:: Objective ::
Reproduce every one of the following records character for character, with no changes.
[start Input rows]
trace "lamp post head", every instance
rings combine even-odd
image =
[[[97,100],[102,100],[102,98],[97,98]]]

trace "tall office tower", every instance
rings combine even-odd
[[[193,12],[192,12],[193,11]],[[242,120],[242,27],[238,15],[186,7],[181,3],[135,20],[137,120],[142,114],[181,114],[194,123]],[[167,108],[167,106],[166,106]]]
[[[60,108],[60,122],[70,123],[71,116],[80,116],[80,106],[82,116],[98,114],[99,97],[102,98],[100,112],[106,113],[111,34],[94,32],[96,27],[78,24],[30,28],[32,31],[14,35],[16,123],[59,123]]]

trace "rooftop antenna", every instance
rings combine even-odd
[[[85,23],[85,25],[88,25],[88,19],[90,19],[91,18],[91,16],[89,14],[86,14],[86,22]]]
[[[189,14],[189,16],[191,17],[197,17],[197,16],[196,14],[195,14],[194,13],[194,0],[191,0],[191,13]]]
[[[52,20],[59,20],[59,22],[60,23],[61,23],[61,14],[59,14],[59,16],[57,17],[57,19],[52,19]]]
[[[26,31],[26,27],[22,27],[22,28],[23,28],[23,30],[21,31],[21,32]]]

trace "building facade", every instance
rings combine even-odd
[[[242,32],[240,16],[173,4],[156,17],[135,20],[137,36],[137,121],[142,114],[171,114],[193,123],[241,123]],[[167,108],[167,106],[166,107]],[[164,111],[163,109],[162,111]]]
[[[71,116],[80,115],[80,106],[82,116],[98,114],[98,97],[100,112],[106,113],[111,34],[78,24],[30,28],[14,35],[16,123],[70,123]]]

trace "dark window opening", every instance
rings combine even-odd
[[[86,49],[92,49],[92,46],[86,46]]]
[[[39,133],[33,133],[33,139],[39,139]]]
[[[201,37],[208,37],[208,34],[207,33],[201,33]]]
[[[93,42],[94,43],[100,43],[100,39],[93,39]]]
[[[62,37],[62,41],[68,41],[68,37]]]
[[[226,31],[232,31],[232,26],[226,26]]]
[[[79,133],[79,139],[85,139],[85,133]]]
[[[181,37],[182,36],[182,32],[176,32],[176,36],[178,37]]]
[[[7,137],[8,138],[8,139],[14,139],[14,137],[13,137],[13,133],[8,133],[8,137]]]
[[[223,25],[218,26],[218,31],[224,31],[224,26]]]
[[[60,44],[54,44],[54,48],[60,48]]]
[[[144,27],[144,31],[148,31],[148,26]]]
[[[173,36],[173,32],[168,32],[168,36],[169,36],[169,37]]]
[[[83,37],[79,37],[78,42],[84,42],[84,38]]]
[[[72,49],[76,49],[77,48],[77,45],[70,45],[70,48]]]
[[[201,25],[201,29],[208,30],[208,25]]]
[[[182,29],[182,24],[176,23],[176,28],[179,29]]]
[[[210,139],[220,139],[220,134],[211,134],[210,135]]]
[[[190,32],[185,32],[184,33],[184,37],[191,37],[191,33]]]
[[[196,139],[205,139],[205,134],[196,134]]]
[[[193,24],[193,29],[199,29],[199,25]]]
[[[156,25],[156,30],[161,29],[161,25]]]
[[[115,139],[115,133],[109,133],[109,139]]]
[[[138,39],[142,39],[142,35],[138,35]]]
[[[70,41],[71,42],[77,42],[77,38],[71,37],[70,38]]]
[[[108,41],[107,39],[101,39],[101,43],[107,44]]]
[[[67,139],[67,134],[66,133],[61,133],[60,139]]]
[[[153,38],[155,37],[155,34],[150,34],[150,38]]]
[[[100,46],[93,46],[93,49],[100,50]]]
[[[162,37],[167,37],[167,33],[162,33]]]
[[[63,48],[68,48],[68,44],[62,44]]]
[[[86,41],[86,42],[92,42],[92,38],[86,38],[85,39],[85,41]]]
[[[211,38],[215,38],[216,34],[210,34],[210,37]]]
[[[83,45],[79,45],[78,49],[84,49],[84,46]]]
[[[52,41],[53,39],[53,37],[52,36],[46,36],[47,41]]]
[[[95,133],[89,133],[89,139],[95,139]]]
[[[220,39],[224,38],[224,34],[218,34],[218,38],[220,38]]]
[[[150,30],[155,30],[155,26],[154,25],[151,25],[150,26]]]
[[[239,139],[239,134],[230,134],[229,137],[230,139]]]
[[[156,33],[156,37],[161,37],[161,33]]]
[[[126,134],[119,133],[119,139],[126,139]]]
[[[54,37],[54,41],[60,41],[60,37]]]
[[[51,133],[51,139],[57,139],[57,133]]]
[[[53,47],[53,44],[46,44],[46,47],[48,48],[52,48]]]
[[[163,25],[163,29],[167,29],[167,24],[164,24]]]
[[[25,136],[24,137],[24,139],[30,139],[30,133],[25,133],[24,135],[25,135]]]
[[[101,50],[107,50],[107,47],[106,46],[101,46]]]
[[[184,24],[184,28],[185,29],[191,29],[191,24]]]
[end Input rows]
:: Response to this task ::
trace "lamp post head", every instance
rings combine even-odd
image =
[[[97,100],[102,100],[102,98],[97,98]]]

trace "tall office tower", every instance
rings combine even-odd
[[[193,12],[192,12],[193,11]],[[242,120],[242,27],[238,15],[186,7],[181,3],[135,20],[137,120],[142,114],[181,114],[194,123]],[[167,108],[167,106],[166,106]]]
[[[60,108],[60,122],[70,123],[71,116],[80,116],[80,106],[82,116],[98,114],[99,97],[102,98],[100,112],[106,113],[111,34],[94,32],[96,27],[78,24],[30,28],[32,31],[14,35],[16,123],[59,123]]]

trace "rooftop antenna", every instance
rings combine even-odd
[[[85,23],[85,25],[88,25],[88,19],[90,19],[91,18],[91,16],[89,14],[86,14],[86,22]]]
[[[189,14],[189,16],[191,17],[197,17],[197,16],[196,14],[195,14],[194,13],[194,0],[191,0],[191,13]]]
[[[52,20],[59,20],[59,22],[60,23],[61,23],[61,14],[59,14],[59,16],[57,17],[57,19],[52,19]]]
[[[26,31],[26,27],[22,27],[22,28],[23,28],[23,30],[21,31],[21,32]]]

trace "building facade", every instance
rings combine even-odd
[[[242,32],[240,16],[173,4],[156,17],[135,20],[137,36],[137,121],[142,114],[171,114],[193,123],[241,123]],[[167,108],[167,106],[166,107]],[[164,111],[163,109],[162,111]]]
[[[71,116],[80,115],[80,106],[82,116],[98,114],[98,97],[100,112],[106,113],[111,34],[78,24],[30,28],[14,35],[16,123],[70,123]]]

trace "dark window opening", every instance
rings combine even-odd
[[[86,49],[92,49],[92,46],[86,46]]]
[[[39,133],[33,133],[33,139],[39,139]]]
[[[201,37],[208,37],[208,34],[207,33],[201,33]]]
[[[93,42],[94,43],[100,43],[100,39],[93,39]]]
[[[62,37],[62,41],[68,41],[68,37]]]
[[[226,31],[232,31],[232,26],[226,26]]]
[[[79,133],[79,139],[85,139],[85,133]]]
[[[181,37],[182,36],[182,32],[176,32],[176,36],[178,37]]]
[[[7,137],[8,138],[8,139],[14,139],[14,137],[13,137],[13,133],[8,133],[8,137]]]
[[[223,25],[218,26],[218,31],[224,31],[224,26]]]
[[[60,44],[54,44],[54,48],[60,48]]]
[[[144,27],[144,31],[148,31],[148,26]]]
[[[173,36],[173,32],[168,32],[168,36],[169,36],[169,37]]]
[[[83,37],[79,37],[78,42],[84,42],[84,38]]]
[[[72,49],[76,49],[77,48],[77,45],[70,45],[70,48]]]
[[[201,25],[201,29],[208,30],[208,25]]]
[[[182,29],[182,24],[176,23],[176,28],[179,29]]]
[[[210,139],[220,139],[220,134],[211,134],[210,135]]]
[[[190,32],[185,32],[184,33],[184,37],[191,37],[191,33]]]
[[[196,139],[205,139],[205,134],[196,134]]]
[[[193,24],[193,29],[199,29],[199,25]]]
[[[156,25],[156,30],[161,29],[161,25]]]
[[[115,139],[115,133],[109,133],[109,139]]]
[[[138,39],[142,39],[142,35],[138,35]]]
[[[70,41],[71,42],[77,42],[77,38],[71,37],[70,38]]]
[[[108,41],[107,39],[101,39],[101,43],[107,44]]]
[[[67,139],[67,134],[66,133],[61,133],[60,139]]]
[[[153,38],[155,37],[155,34],[150,34],[150,38]]]
[[[100,46],[93,46],[93,49],[100,50]]]
[[[162,37],[167,37],[167,33],[162,33]]]
[[[63,48],[68,48],[68,44],[62,44]]]
[[[86,41],[86,42],[92,42],[92,38],[86,38],[85,39],[85,41]]]
[[[211,38],[215,38],[216,34],[210,34],[210,37]]]
[[[83,45],[79,45],[78,49],[84,49],[84,46]]]
[[[52,41],[53,39],[53,37],[52,36],[46,36],[47,41]]]
[[[95,133],[89,133],[89,139],[95,139]]]
[[[220,39],[224,38],[224,34],[218,34],[218,38],[220,38]]]
[[[150,30],[155,30],[155,26],[154,25],[151,25],[150,26]]]
[[[239,139],[239,134],[230,134],[229,137],[230,139]]]
[[[156,33],[156,37],[161,37],[161,33]]]
[[[126,134],[119,133],[119,139],[126,139]]]
[[[54,37],[54,41],[60,41],[60,37]]]
[[[51,133],[51,139],[57,139],[57,133]]]
[[[53,47],[53,44],[46,44],[46,47],[48,48],[52,48]]]
[[[163,25],[163,29],[167,29],[167,24],[164,24]]]
[[[25,136],[24,137],[24,139],[30,139],[30,133],[25,133],[24,135],[25,135]]]
[[[101,50],[107,50],[107,47],[106,46],[101,46]]]
[[[184,24],[184,28],[185,29],[191,29],[191,24]]]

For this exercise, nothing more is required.